** START Records for processing **
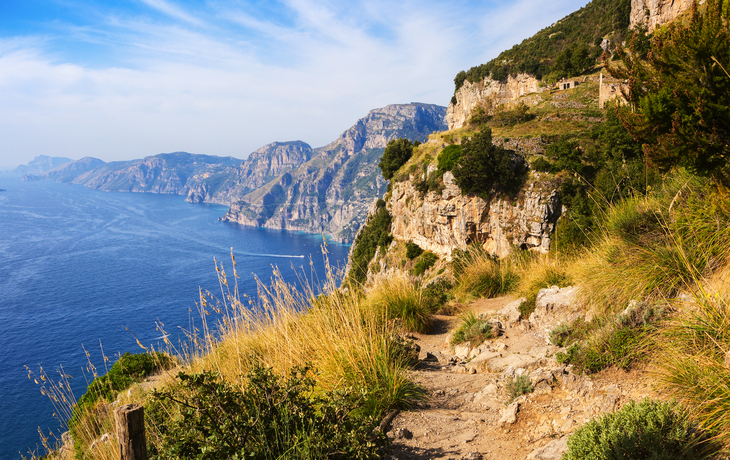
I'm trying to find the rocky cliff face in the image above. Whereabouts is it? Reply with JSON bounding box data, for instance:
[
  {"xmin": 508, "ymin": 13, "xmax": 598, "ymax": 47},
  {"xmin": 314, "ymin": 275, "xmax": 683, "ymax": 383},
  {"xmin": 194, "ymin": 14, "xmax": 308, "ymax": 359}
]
[
  {"xmin": 187, "ymin": 141, "xmax": 314, "ymax": 206},
  {"xmin": 387, "ymin": 172, "xmax": 561, "ymax": 257},
  {"xmin": 23, "ymin": 157, "xmax": 105, "ymax": 182},
  {"xmin": 223, "ymin": 104, "xmax": 446, "ymax": 241},
  {"xmin": 72, "ymin": 152, "xmax": 241, "ymax": 195},
  {"xmin": 446, "ymin": 74, "xmax": 546, "ymax": 129},
  {"xmin": 630, "ymin": 0, "xmax": 692, "ymax": 32}
]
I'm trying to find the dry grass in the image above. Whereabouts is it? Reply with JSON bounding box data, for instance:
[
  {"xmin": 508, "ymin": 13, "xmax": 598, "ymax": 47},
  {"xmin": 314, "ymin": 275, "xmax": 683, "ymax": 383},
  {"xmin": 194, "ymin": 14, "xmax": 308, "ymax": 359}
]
[
  {"xmin": 656, "ymin": 284, "xmax": 730, "ymax": 446},
  {"xmin": 30, "ymin": 250, "xmax": 424, "ymax": 460}
]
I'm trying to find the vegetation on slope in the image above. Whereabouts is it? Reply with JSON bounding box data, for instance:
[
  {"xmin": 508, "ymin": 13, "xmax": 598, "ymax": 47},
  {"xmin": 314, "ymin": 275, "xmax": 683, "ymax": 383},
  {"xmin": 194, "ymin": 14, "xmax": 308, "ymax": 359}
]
[{"xmin": 454, "ymin": 0, "xmax": 631, "ymax": 87}]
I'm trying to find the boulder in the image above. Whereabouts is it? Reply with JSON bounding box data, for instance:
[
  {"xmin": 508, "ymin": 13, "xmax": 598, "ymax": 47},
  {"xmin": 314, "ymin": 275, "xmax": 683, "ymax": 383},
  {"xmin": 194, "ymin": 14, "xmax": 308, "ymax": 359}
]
[
  {"xmin": 527, "ymin": 436, "xmax": 568, "ymax": 460},
  {"xmin": 498, "ymin": 402, "xmax": 520, "ymax": 427},
  {"xmin": 530, "ymin": 286, "xmax": 581, "ymax": 338}
]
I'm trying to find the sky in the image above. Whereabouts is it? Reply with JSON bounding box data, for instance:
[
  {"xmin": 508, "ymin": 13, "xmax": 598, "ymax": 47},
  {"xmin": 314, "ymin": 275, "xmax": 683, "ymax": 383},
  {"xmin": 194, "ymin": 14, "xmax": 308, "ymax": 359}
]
[{"xmin": 0, "ymin": 0, "xmax": 587, "ymax": 169}]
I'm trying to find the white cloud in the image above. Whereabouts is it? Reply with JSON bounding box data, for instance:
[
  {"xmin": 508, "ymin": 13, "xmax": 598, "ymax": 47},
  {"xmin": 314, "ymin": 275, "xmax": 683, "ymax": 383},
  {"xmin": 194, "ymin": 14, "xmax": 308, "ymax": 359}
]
** END Records for processing **
_Directive_
Copy every line above word for word, leaving out the picture.

_Answer to this task_
I'm trying to find the rocky cliff face in the image above. Whereabouts is it? Reply with JSON bounding box data, for instance:
[
  {"xmin": 508, "ymin": 13, "xmax": 598, "ymax": 47},
  {"xmin": 314, "ymin": 275, "xmax": 683, "ymax": 383},
  {"xmin": 194, "ymin": 14, "xmax": 308, "ymax": 359}
]
[
  {"xmin": 187, "ymin": 141, "xmax": 314, "ymax": 206},
  {"xmin": 387, "ymin": 172, "xmax": 561, "ymax": 257},
  {"xmin": 23, "ymin": 157, "xmax": 105, "ymax": 182},
  {"xmin": 223, "ymin": 104, "xmax": 446, "ymax": 241},
  {"xmin": 72, "ymin": 152, "xmax": 241, "ymax": 195},
  {"xmin": 446, "ymin": 74, "xmax": 546, "ymax": 129},
  {"xmin": 630, "ymin": 0, "xmax": 692, "ymax": 32}
]
I'm trying to find the dry grass in the image above. Whereabouts is it? Reply with JSON bounding box data, for instance:
[
  {"xmin": 508, "ymin": 13, "xmax": 598, "ymax": 47},
  {"xmin": 314, "ymin": 275, "xmax": 683, "ymax": 383},
  {"xmin": 194, "ymin": 14, "xmax": 308, "ymax": 359}
]
[
  {"xmin": 656, "ymin": 284, "xmax": 730, "ymax": 446},
  {"xmin": 30, "ymin": 250, "xmax": 424, "ymax": 460}
]
I'm trying to find the vegetation on slope in the image above. Whereabouts is it? Reply with JSON bounding box data, for instance:
[
  {"xmin": 508, "ymin": 13, "xmax": 598, "ymax": 47},
  {"xmin": 314, "ymin": 275, "xmax": 683, "ymax": 383},
  {"xmin": 194, "ymin": 14, "xmax": 308, "ymax": 359}
]
[{"xmin": 454, "ymin": 0, "xmax": 631, "ymax": 87}]
I'm trying to find the boulder in the image above. Whereabouts is it? Reply with JSON bounding box data, for instance:
[
  {"xmin": 508, "ymin": 13, "xmax": 598, "ymax": 47},
  {"xmin": 314, "ymin": 275, "xmax": 683, "ymax": 383},
  {"xmin": 194, "ymin": 14, "xmax": 308, "ymax": 359}
]
[
  {"xmin": 527, "ymin": 436, "xmax": 568, "ymax": 460},
  {"xmin": 498, "ymin": 402, "xmax": 520, "ymax": 427},
  {"xmin": 530, "ymin": 286, "xmax": 581, "ymax": 338}
]
I'm trying to find the sky in the image above. Whereabouts is it? Reply with JSON bounding box data, for instance:
[
  {"xmin": 508, "ymin": 13, "xmax": 598, "ymax": 47},
  {"xmin": 314, "ymin": 275, "xmax": 683, "ymax": 383},
  {"xmin": 194, "ymin": 14, "xmax": 308, "ymax": 359}
]
[{"xmin": 0, "ymin": 0, "xmax": 587, "ymax": 169}]
I'm trying to find the white cloud in the image above. Whereabouts is it? Reply with JSON bounding box data, for instance:
[
  {"xmin": 508, "ymin": 13, "xmax": 598, "ymax": 47},
  {"xmin": 314, "ymin": 275, "xmax": 683, "ymax": 383},
  {"xmin": 194, "ymin": 14, "xmax": 308, "ymax": 359}
]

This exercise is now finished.